### Exercise brief
Find the line containing "Target: dark heron", then output it and every line after it through the end of the listing below, exactly as written.

### Given entries
__________

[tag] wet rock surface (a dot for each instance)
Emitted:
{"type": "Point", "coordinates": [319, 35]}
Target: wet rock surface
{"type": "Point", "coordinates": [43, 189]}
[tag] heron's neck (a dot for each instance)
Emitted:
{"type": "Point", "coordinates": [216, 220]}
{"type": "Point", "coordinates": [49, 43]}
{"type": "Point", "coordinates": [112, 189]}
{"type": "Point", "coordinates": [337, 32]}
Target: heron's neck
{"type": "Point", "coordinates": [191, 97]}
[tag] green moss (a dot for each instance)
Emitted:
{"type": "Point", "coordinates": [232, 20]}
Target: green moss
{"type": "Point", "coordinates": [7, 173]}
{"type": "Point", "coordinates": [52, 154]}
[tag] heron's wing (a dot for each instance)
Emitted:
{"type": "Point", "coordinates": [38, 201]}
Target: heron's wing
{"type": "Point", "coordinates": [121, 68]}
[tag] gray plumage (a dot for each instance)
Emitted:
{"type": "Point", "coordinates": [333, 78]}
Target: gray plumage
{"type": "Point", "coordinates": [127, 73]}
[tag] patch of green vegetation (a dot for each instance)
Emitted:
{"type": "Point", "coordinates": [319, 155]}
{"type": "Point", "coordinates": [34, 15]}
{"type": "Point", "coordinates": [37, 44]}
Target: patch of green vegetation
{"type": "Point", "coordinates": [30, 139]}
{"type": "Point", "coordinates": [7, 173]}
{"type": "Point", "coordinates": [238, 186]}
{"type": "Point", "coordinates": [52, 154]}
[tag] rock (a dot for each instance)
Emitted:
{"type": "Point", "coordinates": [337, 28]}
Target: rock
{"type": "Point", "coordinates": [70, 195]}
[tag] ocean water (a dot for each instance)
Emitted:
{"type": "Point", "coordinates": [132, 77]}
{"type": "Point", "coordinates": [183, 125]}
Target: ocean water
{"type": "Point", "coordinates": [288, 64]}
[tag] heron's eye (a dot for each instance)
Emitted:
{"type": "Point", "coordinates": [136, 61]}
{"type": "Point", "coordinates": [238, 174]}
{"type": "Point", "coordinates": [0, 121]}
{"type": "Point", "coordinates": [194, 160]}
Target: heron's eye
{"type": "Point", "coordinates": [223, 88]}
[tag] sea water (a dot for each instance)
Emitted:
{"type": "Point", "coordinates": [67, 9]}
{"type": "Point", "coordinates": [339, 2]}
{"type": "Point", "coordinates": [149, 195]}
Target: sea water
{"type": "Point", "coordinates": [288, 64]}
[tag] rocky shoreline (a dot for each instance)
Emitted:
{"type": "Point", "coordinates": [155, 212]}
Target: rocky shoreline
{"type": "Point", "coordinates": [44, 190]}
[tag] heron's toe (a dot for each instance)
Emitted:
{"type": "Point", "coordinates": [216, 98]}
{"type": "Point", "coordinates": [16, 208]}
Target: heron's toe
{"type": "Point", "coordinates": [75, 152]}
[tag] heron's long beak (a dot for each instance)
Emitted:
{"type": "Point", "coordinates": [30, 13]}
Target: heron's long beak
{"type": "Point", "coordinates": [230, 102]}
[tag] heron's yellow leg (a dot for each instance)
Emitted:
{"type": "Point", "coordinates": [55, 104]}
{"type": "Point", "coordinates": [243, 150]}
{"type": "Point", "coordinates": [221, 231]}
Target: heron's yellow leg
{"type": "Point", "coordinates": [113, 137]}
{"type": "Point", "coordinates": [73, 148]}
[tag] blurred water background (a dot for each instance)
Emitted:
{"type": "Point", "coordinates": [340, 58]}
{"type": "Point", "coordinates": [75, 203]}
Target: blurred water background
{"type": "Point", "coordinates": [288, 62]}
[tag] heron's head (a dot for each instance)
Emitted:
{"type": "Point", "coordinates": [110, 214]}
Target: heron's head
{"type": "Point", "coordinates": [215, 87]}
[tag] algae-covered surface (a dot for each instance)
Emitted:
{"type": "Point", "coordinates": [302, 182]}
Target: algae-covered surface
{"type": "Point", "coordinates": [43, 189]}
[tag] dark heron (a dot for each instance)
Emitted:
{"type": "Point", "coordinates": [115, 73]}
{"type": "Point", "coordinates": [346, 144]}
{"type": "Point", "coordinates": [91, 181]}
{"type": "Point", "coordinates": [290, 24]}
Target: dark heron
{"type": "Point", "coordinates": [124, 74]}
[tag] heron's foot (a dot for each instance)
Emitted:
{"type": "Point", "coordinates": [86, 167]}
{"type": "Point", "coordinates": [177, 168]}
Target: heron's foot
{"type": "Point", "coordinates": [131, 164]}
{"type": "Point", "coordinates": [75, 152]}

__________

### Exercise response
Target: dark heron
{"type": "Point", "coordinates": [124, 74]}
[tag] heron's foot (a dot for each instance)
Emitted:
{"type": "Point", "coordinates": [86, 167]}
{"type": "Point", "coordinates": [177, 168]}
Target: heron's foot
{"type": "Point", "coordinates": [131, 164]}
{"type": "Point", "coordinates": [75, 152]}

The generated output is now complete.